→ **TESTO ORIGINALE**
----

L’Agenzia mondiale antidoping ha ancora almeno 3 settimane per fare appello contro l’assoluzione di Jannik Sinner

Jannik Sinner dopo la vittoria agli US Open (AP Photo/Julia Nikhinson)
Jannik Sinner dopo la vittoria agli US Open (AP Photo/Julia Nikhinson)

Una precedente versione di questo articolo diceva erroneamente che Sinner era stato definitivamente prosciolto dalle accuse di doping: ci scusiamo per l’errore, che è stato corretto.

*****

L’Agenzia mondiale antidoping (WADA) ha fatto sapere di non avere ancora deciso se fare ricorso o meno contro la sentenza che il 20 agosto aveva stabilito l’innocenza del tennista italiano Jannik Sinner in un procedimento per doping. Martedì 10 settembre scadeva il termine di 21 giorni dalla sentenza all’interno dei quali la WADA e la NADO (l’Agenzia antidoping italiana) potevano presentare il ricorso: il regolamento mondiale antidoping però dà alla WADA (articolo 13.2.3.5) ulteriori 21 giorni per poter fare ricorso dal momento in cui riceve la documentazione completa sul caso (il conteggio può quindi ripartire se vengono presentati documenti aggiuntivi).

Non è chiaro se e quando la WADA abbia ricevuto la documentazione completa sul caso di Sinner dopo la sentenza di assoluzione, ma martedì 10 settembre l’agenzia ha chiarito all’agenzia di stampa Associated Press di avere ancora almeno 3 settimane per poter fare ricorso. Il caso quindi non si può ancora considerare chiuso e la sentenza di assoluzione di Sinner non è ancora definitiva, come inizialmente riportato da alcune testate, compreso il Post, sulla base del fatto che erano trascorsi 21 giorni dalla sentenza senza che fosse presentato un ricorso.

----

→ **ELENCO DATI**
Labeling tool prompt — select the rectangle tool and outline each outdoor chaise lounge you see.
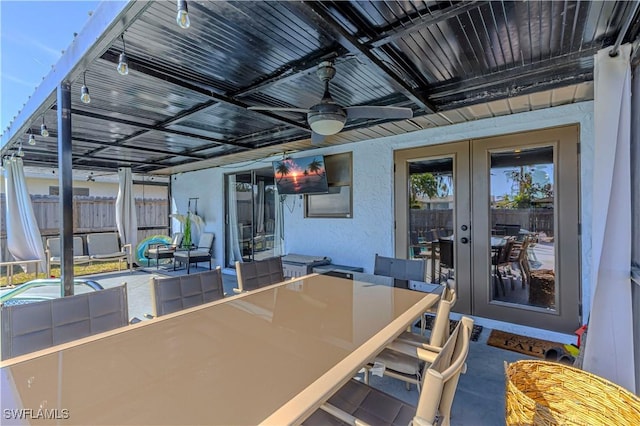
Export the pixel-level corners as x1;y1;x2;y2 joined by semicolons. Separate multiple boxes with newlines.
303;317;473;426
46;237;91;277
87;232;133;272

----

→ **USANDO LE INFORMAZIONI**
**A.** Riscrivi il passo dell'articolo su Sinner a partire da "Non è chiaro" fino a "presentato un ricorso.", sostituendo "ricorso" con "appello".
**B.** Secondo l'articolo su Sinner, in che giorno la sentenza aveva stabilito l'innocenza del tennista?
**C.** Prosegui l'articolo su Sinner da dove si ferma.
L'elenco viene da un'altra fonte.

→ **RISPOSTE PER COMPITO**
**A.**
Non è chiaro se e quando la WADA abbia ricevuto la documentazione completa sul caso di Sinner dopo la sentenza di assoluzione, ma martedì 10 settembre l’agenzia ha chiarito all’agenzia di stampa Associated Press di avere ancora almeno 3 settimane per poter fare appello. Il caso quindi non si può ancora considerare chiuso e la sentenza di assoluzione di Sinner non è ancora definitiva, come inizialmente riportato da alcune testate, compreso il Post, sulla base del fatto che erano trascorsi 21 giorni dalla sentenza senza che fosse presentato un appello.

**B.** Il 20 agosto.

**C.**
Il procedimento su Sinner era stato avviato dopo che lo scorso marzo il tennista era risultato positivo a due controlli antidoping. Sinner era risultato positivo al clostebol, uno steroide anabolizzante che aumenta le prestazioni sportive e che è proibito dalla WADA. I livelli di clostebol registrati erano stati però bassissimi: durante un primo controllo era stata rilevata una concentrazione nelle urine di 86 picogrammi per millilitro, e nel secondo di 76 picogrammi per millilitro, cioè una concentrazione inferiore a 0,1 milionesimi di grammo per litro. Secondo la versione fornita dalla difesa di Sinner, il tennista sarebbe entrato in contatto con il clostebol per via di un medicinale spray utilizzato dal suo fisioterapista per curare un taglio che si era procurato a una mano dopo un torneo. Il tribunale l’aveva assolto dicendo che non aveva «alcuna colpa o negligenza» nell’assunzione, una formula di assoluzione piena che gli aveva permesso di evitare del tutto squalifiche.